-- start Available data --
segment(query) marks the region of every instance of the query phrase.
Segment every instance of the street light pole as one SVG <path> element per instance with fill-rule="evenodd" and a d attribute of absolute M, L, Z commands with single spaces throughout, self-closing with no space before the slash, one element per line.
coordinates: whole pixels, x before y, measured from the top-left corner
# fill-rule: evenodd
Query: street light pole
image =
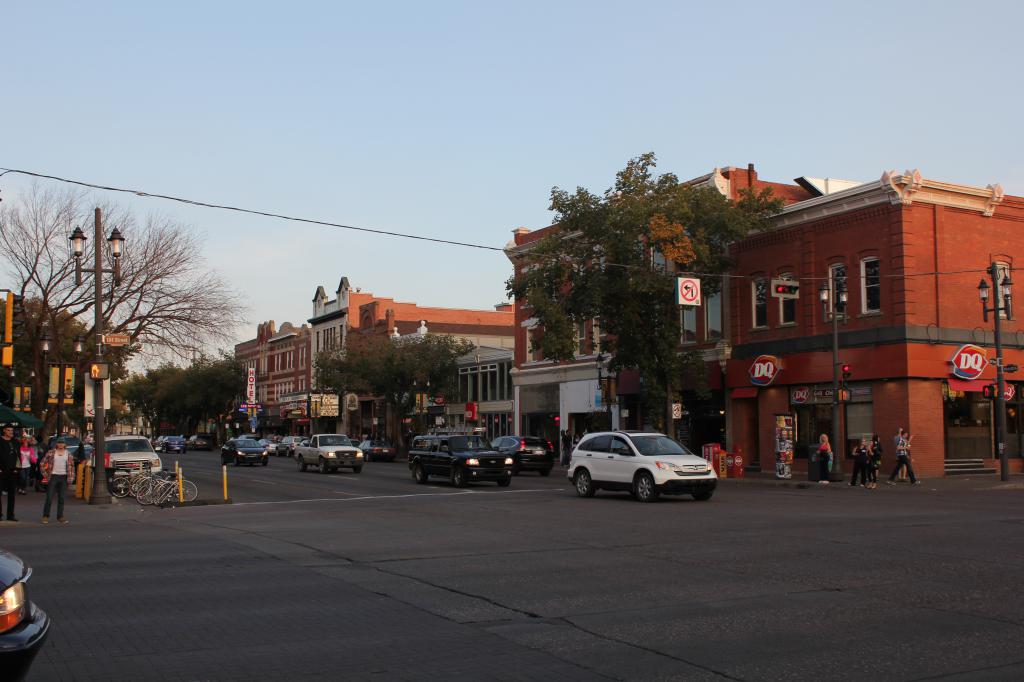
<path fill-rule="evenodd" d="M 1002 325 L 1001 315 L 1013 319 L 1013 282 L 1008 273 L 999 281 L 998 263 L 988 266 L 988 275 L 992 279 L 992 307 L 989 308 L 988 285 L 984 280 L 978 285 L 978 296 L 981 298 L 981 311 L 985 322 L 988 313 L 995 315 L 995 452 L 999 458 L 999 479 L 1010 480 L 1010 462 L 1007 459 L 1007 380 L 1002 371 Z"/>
-- end Available data --
-- start Available data --
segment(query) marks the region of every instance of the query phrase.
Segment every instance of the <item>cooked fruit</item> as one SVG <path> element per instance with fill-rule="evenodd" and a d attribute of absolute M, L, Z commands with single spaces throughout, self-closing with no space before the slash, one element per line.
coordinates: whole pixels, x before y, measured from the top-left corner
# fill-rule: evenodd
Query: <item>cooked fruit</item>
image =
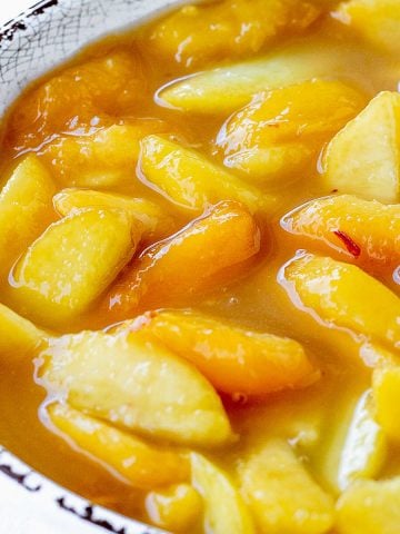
-- end Available data --
▸ **Exercise prompt**:
Please count the lines in the records above that contain the string "commands". Reply with the number alone.

▸ **Task response**:
2